Document passage =
┌────────

Studio album by Autograph
- Released: October 14, 1985
- Recorded: 1985
- Studio: Record Plant, Los Angeles
- Genre: Hard rock, glam metal
- Length: 40:12
- Label: RCA
- Producer: Autograph, Eddie DeLena

Autograph chronology
| Sign In Please (1984) | That's the Stuff (1985) | Loud and Clear (1987) |

Singles from That's the Stuff
- "Blondes in Black Cars" Released: 1985; "That's the Stuff" Released: 1985;

= That's the Stuff =

That's the Stuff is the second studio album by the American rock band Autograph, released in 1985 by RCA Records. The album featured the singles "That's the Stuff" and "Blondes in Black Cars".

A different version of the album was reissued in 1986, featuring a blue cover with different artwork. This version featured a cover of Grand Funk Railroad's "We're an American Band" replacing "Six String Fever" as track 6.

└────────

Required actions =
- A) In the article on the album That's the Stuff, condense the paragraph beginning "A different version of the album" into a short bulleted list that keeps its main facts.
- B) Reproduce the passage of the article on the album That's the Stuff, starting with "Singles from That's" and going on through "as track 6.".
- C) Write a continuation of the article on the Autograph album That's the Stuff, picking up after its final sentence.
The records in the dataset excerpt are drawn from an unrelated source.

(Dataset excerpt)
┌────────

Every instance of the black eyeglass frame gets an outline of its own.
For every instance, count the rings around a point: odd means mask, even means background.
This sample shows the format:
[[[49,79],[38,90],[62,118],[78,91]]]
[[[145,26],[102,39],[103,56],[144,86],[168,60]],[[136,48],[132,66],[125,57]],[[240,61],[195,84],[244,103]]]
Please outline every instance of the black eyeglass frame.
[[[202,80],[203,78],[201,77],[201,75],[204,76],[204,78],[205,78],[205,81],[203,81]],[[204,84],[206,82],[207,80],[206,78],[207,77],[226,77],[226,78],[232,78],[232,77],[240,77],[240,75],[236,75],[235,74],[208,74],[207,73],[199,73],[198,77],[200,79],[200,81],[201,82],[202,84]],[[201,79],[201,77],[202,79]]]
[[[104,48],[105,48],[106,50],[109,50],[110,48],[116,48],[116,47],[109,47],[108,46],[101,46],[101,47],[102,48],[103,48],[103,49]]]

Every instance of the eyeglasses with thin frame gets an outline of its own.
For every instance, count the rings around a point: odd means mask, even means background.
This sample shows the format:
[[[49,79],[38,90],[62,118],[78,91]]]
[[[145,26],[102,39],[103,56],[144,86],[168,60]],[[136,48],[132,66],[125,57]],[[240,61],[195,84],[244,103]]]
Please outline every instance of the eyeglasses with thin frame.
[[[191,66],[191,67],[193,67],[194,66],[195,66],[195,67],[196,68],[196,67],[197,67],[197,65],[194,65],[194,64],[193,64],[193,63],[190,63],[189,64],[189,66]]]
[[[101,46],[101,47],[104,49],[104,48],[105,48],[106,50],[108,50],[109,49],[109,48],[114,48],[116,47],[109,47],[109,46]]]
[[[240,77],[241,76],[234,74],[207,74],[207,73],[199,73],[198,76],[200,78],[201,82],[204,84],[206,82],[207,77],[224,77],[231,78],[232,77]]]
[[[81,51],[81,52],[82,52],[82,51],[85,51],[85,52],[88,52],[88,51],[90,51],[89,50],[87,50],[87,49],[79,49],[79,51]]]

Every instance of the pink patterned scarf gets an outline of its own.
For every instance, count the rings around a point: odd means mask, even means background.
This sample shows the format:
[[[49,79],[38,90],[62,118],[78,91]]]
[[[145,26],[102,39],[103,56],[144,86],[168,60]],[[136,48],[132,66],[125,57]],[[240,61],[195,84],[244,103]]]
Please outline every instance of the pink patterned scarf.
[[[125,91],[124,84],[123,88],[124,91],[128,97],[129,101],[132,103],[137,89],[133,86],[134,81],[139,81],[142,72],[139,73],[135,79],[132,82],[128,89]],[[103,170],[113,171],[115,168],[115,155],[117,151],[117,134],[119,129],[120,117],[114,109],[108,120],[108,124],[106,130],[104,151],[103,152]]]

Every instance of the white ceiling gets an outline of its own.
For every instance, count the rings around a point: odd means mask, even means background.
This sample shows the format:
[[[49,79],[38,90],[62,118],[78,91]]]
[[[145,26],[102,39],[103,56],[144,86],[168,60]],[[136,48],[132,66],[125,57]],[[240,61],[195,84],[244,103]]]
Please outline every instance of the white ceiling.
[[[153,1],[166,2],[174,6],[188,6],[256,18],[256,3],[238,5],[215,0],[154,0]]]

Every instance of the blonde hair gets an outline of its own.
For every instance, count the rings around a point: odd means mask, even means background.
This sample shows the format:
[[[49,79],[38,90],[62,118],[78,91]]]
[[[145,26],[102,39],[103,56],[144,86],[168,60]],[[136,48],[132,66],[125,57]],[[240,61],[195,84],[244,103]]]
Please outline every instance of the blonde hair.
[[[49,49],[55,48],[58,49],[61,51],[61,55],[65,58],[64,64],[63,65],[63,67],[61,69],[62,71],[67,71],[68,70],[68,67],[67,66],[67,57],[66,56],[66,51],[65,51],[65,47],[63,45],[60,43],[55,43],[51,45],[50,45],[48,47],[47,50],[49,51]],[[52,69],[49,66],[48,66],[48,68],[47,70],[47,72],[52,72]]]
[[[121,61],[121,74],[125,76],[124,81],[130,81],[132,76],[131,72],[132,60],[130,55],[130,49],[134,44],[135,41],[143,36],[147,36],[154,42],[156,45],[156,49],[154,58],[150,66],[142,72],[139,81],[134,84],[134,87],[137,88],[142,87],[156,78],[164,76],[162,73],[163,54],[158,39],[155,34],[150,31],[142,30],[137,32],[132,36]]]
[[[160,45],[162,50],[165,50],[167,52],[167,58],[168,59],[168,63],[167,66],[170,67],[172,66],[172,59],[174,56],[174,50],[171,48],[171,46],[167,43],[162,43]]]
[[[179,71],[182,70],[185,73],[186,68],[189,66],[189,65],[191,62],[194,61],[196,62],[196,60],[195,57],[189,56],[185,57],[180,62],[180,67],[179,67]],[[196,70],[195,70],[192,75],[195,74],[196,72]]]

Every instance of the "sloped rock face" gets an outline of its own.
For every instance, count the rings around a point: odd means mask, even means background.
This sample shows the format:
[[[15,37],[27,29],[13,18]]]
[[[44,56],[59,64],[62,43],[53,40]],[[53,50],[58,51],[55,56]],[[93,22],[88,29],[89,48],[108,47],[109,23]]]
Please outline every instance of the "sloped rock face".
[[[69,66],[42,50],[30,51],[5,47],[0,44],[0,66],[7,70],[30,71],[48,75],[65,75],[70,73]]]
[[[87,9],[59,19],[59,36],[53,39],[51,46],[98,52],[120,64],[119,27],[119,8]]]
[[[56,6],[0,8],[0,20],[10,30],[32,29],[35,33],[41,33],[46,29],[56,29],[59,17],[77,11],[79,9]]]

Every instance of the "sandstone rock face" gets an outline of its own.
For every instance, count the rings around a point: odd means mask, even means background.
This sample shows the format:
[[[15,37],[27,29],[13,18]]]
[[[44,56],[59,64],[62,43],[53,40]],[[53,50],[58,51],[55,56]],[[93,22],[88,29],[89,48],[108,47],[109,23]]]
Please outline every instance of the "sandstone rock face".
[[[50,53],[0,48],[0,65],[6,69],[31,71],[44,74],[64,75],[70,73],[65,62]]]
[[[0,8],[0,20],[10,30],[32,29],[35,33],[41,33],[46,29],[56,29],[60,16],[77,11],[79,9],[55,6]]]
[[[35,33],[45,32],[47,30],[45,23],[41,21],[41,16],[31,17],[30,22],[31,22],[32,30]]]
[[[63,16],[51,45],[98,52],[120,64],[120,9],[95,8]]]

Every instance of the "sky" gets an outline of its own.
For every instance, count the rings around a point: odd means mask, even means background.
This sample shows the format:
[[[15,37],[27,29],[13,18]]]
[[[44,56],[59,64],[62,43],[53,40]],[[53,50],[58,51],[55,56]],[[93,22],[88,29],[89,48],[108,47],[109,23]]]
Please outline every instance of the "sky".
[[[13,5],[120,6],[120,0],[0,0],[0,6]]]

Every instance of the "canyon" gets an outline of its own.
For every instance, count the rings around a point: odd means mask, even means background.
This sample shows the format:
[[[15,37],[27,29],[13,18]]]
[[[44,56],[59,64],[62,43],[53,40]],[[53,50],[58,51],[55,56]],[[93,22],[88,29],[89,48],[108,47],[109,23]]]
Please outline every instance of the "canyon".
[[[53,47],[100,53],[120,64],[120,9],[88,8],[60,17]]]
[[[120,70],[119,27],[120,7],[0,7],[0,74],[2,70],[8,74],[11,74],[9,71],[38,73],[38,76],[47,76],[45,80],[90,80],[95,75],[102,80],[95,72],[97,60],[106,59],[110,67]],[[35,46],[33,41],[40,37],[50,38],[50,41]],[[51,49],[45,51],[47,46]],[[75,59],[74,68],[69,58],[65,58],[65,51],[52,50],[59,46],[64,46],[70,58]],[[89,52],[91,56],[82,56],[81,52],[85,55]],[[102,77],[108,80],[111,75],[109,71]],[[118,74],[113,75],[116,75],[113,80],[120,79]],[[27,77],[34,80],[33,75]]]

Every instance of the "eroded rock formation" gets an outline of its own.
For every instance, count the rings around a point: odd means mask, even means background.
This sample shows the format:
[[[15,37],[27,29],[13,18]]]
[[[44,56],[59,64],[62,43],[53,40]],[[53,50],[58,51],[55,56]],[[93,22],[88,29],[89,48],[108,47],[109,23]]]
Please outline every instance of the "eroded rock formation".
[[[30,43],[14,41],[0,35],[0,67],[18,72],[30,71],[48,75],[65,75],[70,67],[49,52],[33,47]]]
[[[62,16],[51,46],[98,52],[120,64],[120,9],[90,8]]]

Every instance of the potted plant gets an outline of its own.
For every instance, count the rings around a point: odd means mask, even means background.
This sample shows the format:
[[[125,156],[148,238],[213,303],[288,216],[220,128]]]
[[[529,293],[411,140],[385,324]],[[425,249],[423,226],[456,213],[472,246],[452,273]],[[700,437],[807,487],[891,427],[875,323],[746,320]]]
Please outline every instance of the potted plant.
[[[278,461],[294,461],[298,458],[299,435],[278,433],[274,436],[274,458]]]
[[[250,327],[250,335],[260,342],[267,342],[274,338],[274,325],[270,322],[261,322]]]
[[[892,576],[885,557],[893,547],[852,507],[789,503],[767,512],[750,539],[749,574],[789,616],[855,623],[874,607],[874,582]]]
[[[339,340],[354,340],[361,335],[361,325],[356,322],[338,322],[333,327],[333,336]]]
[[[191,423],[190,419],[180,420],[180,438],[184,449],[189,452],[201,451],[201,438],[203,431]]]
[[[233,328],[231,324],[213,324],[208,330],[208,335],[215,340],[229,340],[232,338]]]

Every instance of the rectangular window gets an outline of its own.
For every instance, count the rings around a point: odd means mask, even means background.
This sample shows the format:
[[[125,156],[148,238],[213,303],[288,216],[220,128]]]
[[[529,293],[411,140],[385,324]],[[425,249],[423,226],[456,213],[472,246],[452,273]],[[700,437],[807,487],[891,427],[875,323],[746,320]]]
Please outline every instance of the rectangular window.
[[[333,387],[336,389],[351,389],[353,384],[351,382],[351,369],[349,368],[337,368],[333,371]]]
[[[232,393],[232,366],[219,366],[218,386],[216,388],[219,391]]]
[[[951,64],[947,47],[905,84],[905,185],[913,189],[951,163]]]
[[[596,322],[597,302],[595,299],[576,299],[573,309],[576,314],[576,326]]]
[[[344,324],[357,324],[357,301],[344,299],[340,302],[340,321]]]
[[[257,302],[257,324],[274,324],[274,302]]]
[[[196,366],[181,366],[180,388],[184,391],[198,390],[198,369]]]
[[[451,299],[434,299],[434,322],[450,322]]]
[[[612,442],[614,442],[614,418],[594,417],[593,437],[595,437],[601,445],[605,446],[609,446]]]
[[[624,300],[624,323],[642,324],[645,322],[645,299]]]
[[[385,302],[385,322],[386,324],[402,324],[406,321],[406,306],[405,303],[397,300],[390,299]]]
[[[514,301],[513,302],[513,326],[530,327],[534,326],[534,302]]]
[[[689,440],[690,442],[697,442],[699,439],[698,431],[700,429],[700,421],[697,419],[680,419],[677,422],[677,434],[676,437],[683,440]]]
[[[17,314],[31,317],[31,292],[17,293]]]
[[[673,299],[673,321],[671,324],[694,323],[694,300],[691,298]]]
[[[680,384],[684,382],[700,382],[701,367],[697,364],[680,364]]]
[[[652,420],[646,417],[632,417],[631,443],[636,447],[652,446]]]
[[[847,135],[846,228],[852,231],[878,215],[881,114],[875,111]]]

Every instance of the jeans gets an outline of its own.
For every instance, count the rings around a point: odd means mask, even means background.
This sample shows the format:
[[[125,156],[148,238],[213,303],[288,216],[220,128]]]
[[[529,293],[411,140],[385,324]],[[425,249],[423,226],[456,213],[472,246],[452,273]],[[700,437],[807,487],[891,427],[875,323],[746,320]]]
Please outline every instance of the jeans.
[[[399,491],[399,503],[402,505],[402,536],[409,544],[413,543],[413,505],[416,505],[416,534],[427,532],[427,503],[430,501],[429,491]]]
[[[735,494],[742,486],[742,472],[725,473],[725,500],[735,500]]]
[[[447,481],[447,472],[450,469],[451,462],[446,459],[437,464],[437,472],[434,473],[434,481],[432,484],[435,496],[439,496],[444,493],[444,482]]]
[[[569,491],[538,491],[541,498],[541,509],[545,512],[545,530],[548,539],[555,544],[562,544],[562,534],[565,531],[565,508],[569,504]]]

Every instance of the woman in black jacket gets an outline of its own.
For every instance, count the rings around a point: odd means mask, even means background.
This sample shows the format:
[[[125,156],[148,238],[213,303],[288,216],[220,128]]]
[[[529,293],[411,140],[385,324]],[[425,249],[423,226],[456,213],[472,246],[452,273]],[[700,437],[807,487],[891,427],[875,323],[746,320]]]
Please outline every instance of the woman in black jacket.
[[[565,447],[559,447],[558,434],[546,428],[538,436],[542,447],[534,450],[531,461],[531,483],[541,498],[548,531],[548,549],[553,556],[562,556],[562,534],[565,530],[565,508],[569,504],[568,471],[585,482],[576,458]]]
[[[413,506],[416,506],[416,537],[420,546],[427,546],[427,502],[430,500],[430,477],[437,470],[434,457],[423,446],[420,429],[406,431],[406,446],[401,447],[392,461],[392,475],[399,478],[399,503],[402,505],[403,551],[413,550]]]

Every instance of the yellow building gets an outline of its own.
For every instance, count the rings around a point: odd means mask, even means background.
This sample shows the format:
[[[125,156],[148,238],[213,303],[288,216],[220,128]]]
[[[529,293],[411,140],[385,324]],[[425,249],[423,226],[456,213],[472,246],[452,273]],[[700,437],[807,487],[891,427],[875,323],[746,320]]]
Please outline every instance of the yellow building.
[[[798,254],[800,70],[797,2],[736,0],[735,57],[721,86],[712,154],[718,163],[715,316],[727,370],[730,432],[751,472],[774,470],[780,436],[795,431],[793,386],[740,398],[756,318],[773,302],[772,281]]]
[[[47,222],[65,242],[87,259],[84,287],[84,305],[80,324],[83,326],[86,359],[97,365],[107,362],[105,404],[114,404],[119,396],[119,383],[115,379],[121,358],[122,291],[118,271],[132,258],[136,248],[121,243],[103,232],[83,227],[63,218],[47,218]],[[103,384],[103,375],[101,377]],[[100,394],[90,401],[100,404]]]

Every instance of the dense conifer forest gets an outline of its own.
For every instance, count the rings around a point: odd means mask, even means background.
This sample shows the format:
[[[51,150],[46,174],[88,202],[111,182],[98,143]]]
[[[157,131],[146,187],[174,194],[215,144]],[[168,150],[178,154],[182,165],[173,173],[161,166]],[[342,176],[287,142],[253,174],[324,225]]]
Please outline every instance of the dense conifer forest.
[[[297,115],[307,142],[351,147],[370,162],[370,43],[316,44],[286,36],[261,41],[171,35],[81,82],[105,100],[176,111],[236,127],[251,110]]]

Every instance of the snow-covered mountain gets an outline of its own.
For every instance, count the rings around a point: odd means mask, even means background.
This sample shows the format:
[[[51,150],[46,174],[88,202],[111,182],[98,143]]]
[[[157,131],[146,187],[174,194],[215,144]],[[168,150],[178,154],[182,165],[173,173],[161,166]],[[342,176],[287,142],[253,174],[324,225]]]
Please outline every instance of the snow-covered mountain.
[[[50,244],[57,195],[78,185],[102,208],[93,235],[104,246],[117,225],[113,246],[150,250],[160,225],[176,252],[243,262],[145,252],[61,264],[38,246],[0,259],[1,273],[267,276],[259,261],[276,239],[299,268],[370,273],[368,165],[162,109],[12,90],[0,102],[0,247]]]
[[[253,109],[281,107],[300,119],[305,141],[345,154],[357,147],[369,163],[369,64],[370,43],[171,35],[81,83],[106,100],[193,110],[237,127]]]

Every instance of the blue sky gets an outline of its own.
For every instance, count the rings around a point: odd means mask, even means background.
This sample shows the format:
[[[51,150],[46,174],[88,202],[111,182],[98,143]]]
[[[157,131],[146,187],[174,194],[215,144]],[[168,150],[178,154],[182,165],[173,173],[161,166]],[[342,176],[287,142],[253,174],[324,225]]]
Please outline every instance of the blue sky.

└────────

Answers for the exercise =
- A)
- A different version of the album was reissued in 1986.
- It had a blue cover with different artwork.
- Track 6 was a cover of Grand Funk Railroad's "We're an American Band", replacing "Six String Fever".

- B)
Singles from That's the Stuff
- "Blondes in Black Cars" Released: 1985; "That's the Stuff" Released: 1985;

= That's the Stuff =

That's the Stuff is the second studio album by the American rock band Autograph, released in 1985 by RCA Records. The album featured the singles "That's the Stuff" and "Blondes in Black Cars".

A different version of the album was reissued in 1986, featuring a blue cover with different artwork. This version featured a cover of Grand Funk Railroad's "We're an American Band" replacing "Six String Fever" as track 6.

- C)
A remastered version of the original album with the red cover was released by Spitfire Records in 2002, which retained the same track listing as the original, apart from the substitution of "Six String Fever" with "We're an American Band" as track number 6. Since its remastered release in 2002, the CD has become extremely rare. The album was again reissued in 2009 by the British record label Rock Candy. This time, the remastered CD featured the ten original tracks (including "Six String Fever") and "We're an American Band" as a bonus track. The booklet features the original red cover.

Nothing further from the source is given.